**Passage to read**

================================

Saguaro implements an algorithm that sets out to identify and
pinpoint such regions, without the need for any a priori hypotheses:
a Hidden Markov Model and a Neural Network, applied in an
interleaved fashion, will hypothesize local "phylogenies",
especially when they occur several times over in the genome, and
report them for further biological analysis.
Supported platforms
Saguaro is written in C++ and requires Linux, and the GNU gcc
compiler (we tested it with gcc versions 4.2, 4.4, and 4.6). The
amount of RAM required to run depends on the data set, please note
that even the small test sample data set included in the download
will take up several GB, since the data conversion is optimized to
process large amounts of data quickly. The sample data does run on a
MacBook Pro with 4GB of RAM, but only if no other programs are
loaded into memory, and even then it will start swapping.
Installing Saguaro
Download the source code from here. To
compile the executables, type
> make
on the command line.
Input file format
Saguaro takes binary "feature" files only. You can convert your
input data to Saguaro binary format from multiple sequence alignment
format (MAF), and multi-fasta. To convert a MAF, run:
> ./Maf2HMMFeature -i <maf> -o <out> -n <names>
-c <center> -nosame
All available arguments:
-i<string> : input multiple alignment file (MAF format)
-o<string> : binary feature output files
-n<string> : names of the genomes to be extracted (must match
MAF)
-nosame<bool> : skip positions in which all calls are the same
(def=0)
-m<int> : minimum coverage (def=2)

================================

**Exercise data**
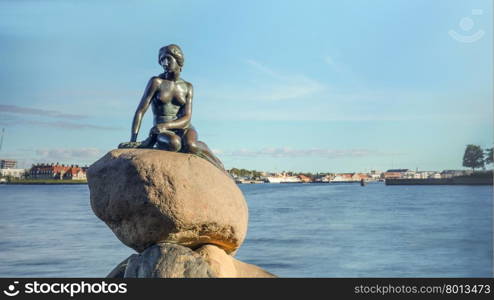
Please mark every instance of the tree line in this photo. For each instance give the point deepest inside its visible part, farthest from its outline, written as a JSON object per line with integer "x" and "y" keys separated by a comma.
{"x": 476, "y": 157}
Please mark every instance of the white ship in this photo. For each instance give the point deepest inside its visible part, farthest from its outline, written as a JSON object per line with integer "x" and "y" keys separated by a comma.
{"x": 283, "y": 179}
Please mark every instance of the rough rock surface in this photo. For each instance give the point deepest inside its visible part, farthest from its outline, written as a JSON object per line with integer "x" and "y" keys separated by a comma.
{"x": 223, "y": 265}
{"x": 149, "y": 196}
{"x": 167, "y": 261}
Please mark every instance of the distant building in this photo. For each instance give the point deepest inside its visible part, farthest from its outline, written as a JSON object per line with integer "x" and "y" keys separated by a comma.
{"x": 304, "y": 178}
{"x": 15, "y": 173}
{"x": 455, "y": 173}
{"x": 8, "y": 164}
{"x": 396, "y": 173}
{"x": 57, "y": 171}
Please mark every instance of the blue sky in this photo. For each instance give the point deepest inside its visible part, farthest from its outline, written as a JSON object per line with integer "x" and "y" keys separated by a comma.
{"x": 320, "y": 86}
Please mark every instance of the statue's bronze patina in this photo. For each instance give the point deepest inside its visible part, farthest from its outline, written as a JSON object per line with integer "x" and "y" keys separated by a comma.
{"x": 170, "y": 98}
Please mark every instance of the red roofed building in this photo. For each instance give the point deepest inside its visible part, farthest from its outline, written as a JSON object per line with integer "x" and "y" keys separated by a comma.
{"x": 57, "y": 171}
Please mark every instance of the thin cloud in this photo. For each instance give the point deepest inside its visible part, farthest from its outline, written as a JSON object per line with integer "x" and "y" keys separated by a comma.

================================

**Required action A**
According to the Saguaro documentation, which gcc versions was Saguaro tested with?
**Required action B**
Set down the part of the Saguaro documentation starting at "Input file format" and ending at "minimum coverage (def=2)".
The records have no connection to the Saguaro documentation.

**Written reply A**
Saguaro was tested with gcc versions 4.2, 4.4, and 4.6.

**Written reply B**
Input file format
Saguaro takes binary "feature" files only. You can convert your
input data to Saguaro binary format from multiple sequence alignment
format (MAF), and multi-fasta. To convert a MAF, run:
> ./Maf2HMMFeature -i <maf> -o <out> -n <names>
-c <center> -nosame
All available arguments:
-i<string> : input multiple alignment file (MAF format)
-o<string> : binary feature output files
-n<string> : names of the genomes to be extracted (must match
MAF)
-nosame<bool> : skip positions in which all calls are the same
(def=0)
-m<int> : minimum coverage (def=2)